=== EXERCISE DESCRIPTION ===
Can you rewrite the rows from the line containing "Where can you find the white puce" through the line containing "point(452, 242)", substituting "jean jacket" for "denim jacket" and changing nothing else?

Raw records:
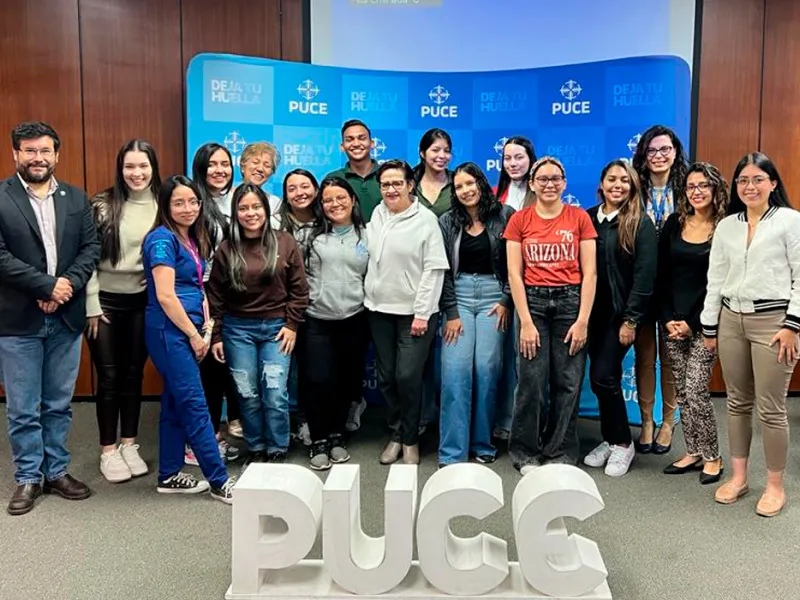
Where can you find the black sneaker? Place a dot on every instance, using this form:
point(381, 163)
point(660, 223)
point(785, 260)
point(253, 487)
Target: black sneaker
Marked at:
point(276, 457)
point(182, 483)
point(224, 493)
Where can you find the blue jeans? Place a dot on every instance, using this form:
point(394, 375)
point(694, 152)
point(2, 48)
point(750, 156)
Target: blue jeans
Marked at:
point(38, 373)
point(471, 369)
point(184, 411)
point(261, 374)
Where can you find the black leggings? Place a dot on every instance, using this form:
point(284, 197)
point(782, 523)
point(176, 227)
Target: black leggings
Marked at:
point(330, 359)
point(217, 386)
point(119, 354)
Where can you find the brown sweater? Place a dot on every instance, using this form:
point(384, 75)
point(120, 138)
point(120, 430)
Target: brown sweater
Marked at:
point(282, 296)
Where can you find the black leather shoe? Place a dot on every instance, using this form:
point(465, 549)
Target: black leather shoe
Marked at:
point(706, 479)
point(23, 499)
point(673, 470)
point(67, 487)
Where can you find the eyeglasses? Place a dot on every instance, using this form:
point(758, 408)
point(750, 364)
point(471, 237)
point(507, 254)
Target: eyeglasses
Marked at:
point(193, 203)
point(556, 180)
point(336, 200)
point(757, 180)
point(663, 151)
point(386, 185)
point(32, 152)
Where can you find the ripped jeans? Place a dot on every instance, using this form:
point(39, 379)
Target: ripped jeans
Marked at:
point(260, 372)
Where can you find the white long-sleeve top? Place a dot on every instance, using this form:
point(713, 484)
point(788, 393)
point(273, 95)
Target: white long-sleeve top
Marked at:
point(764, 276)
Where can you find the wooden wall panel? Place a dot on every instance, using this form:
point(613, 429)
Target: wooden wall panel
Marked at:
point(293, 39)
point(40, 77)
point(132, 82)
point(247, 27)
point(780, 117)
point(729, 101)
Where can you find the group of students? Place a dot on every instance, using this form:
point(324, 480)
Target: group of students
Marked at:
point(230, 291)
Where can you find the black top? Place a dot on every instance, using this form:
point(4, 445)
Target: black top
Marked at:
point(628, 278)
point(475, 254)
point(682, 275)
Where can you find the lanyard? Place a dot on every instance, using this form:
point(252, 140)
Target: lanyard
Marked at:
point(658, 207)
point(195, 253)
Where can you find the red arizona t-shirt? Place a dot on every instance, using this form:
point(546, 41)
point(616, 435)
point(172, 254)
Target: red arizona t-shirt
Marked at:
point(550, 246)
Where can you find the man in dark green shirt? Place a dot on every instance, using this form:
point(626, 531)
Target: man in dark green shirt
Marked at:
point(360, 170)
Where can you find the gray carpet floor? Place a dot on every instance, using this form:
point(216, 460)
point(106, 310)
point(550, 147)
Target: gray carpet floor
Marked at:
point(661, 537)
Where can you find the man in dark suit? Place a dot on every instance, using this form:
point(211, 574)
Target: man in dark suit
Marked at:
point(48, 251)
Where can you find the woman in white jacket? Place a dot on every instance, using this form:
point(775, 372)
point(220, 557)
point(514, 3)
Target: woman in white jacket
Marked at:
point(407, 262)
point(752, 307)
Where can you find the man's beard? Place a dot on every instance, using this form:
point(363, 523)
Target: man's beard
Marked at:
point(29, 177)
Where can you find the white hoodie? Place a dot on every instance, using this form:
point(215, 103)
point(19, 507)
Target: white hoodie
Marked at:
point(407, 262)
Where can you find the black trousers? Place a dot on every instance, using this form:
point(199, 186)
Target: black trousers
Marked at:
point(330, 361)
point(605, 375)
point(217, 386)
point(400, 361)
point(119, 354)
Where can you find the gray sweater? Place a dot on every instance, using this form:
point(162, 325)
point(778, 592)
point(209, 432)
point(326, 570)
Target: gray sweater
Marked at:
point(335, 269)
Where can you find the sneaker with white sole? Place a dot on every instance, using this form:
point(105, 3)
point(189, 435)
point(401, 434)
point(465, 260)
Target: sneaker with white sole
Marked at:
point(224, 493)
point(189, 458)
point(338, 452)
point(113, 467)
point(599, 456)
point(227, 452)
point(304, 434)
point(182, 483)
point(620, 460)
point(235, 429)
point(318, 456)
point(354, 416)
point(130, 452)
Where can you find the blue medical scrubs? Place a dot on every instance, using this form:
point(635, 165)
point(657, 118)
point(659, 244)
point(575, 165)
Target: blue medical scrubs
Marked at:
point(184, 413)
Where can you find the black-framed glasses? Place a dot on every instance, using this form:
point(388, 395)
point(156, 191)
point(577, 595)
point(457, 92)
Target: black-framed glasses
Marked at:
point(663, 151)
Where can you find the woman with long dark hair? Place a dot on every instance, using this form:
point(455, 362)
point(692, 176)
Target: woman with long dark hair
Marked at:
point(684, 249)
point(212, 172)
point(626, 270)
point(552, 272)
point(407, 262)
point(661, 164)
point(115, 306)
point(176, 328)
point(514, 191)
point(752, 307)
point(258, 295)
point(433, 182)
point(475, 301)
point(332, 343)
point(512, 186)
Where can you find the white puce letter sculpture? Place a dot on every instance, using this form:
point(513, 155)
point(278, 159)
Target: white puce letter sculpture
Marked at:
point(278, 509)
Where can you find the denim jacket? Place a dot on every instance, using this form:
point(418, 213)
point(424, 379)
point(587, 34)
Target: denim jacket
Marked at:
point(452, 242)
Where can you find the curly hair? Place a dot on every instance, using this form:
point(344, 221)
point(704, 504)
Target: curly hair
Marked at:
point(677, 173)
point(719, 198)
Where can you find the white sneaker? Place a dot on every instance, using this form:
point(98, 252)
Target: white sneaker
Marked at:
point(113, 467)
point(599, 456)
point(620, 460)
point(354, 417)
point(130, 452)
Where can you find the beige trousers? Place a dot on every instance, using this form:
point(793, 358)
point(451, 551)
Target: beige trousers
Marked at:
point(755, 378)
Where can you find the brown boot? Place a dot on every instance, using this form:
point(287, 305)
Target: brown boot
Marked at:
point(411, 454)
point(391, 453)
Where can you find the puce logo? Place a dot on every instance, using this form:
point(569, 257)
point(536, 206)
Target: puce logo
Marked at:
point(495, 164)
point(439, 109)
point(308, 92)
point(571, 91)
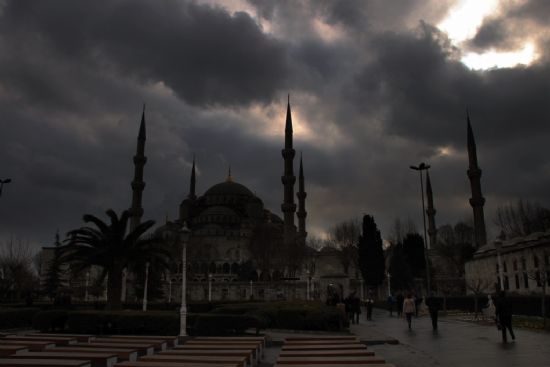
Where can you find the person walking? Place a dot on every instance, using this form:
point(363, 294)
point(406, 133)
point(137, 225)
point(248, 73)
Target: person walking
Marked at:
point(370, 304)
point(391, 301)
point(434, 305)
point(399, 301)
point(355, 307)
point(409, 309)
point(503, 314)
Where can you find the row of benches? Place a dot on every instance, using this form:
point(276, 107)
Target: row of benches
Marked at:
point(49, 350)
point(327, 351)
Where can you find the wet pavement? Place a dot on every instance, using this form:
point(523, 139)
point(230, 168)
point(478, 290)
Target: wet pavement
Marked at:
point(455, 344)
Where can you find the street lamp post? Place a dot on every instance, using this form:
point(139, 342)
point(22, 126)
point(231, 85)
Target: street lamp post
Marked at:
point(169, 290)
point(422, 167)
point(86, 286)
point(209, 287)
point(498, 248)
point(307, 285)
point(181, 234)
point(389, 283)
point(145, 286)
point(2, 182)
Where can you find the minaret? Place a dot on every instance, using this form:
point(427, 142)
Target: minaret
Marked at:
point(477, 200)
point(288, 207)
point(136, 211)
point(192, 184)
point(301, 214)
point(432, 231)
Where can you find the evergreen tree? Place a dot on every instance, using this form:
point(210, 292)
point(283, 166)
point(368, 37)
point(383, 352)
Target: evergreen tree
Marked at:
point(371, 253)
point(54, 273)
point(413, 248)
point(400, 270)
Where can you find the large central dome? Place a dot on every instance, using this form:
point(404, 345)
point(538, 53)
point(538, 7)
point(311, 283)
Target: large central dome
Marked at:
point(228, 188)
* * *
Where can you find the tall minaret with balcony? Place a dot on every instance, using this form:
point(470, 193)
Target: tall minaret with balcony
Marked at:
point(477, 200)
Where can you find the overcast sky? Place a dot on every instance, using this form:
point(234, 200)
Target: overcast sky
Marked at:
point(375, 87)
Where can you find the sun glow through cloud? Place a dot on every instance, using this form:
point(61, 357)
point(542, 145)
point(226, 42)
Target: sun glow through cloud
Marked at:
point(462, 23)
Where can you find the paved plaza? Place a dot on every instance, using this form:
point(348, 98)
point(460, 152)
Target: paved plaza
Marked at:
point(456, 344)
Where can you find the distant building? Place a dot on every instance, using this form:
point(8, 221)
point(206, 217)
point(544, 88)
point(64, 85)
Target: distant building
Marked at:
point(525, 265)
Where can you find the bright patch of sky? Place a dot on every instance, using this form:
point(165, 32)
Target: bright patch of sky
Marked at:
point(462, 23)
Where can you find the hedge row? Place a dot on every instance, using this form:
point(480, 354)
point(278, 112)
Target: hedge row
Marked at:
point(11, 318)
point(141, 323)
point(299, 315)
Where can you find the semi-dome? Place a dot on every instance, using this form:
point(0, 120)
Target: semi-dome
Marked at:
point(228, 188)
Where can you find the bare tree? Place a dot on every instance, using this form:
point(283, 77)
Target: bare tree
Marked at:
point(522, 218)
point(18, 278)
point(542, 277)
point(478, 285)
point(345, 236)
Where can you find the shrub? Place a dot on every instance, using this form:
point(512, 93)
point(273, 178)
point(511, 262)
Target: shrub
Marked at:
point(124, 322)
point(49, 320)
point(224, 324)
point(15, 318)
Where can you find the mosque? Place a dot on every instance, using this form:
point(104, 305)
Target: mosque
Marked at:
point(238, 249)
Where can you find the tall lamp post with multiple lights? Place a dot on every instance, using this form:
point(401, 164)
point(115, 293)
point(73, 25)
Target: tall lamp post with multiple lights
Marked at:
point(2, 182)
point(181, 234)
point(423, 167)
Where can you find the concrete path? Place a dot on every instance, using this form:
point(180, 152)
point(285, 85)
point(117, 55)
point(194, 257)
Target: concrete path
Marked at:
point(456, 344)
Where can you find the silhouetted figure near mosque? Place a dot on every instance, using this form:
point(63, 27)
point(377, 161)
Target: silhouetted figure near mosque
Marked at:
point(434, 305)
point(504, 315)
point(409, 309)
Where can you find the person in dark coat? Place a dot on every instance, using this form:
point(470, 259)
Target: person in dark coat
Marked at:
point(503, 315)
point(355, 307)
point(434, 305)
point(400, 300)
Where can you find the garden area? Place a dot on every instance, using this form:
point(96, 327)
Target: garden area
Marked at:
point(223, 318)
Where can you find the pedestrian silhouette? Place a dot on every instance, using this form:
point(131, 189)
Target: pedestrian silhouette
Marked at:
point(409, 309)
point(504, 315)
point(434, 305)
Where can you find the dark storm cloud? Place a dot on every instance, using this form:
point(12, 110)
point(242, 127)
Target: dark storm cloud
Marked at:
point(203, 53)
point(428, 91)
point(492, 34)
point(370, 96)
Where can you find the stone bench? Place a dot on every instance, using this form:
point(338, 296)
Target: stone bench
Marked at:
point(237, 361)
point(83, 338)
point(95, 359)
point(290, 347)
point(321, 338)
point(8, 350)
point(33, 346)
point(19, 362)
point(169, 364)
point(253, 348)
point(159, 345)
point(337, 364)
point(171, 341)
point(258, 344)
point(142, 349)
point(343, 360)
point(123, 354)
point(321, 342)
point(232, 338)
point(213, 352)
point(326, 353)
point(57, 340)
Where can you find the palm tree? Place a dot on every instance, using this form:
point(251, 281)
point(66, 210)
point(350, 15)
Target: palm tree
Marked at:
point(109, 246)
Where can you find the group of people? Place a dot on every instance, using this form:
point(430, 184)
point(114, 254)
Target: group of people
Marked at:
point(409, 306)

=== WORKED ANSWER ===
Where can you find the white puce letter sculpture? Place a dot on every instance, using this form:
point(513, 155)
point(278, 159)
Target: white puce letter sculpture
Marked at:
point(278, 509)
Where can you find the jean jacket? Place a dot on every instance, using this form:
point(418, 213)
point(424, 379)
point(587, 34)
Target: jean jacket
Marked at:
point(452, 242)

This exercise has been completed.